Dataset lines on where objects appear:
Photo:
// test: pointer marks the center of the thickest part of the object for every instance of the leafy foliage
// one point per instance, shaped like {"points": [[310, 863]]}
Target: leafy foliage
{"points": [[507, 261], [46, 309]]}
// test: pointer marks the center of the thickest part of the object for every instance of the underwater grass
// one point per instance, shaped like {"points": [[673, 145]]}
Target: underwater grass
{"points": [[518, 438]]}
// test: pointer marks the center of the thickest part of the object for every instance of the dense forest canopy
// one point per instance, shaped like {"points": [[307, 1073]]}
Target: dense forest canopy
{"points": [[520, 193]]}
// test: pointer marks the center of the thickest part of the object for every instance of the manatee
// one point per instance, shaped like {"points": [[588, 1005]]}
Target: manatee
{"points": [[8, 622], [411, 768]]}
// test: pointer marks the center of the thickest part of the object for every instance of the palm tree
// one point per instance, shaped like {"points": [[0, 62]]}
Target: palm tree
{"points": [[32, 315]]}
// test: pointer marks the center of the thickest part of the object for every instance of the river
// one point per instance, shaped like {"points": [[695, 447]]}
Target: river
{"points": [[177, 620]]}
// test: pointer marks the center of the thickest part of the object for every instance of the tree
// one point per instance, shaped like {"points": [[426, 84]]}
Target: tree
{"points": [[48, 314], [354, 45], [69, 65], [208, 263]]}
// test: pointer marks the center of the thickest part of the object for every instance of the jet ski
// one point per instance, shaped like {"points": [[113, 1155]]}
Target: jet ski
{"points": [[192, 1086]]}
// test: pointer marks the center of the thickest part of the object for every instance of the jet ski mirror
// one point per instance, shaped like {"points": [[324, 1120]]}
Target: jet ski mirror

▶ **Task instructions**: Copy out word for word everything from the line containing "of the tree" down to the last of the lines.

▶ **Task solution**:
// test: pointer marks the center of the thickest part of the object for every instance of the tree
// one point per instance, shaped like {"points": [[426, 84]]}
Target: tree
{"points": [[48, 314], [354, 45], [69, 65], [208, 263]]}
// test: pointer marks the center of the thickest part of the object for every instance of the jet ski
// one point per instance, shaped like {"points": [[113, 1155]]}
Target: jet ski
{"points": [[192, 1086]]}
// test: pointer marks the center of the thickest part of the object for every instance of the jet ski mirror
// one point per instance, shaped like {"points": [[324, 1120]]}
Target: jet ski mirror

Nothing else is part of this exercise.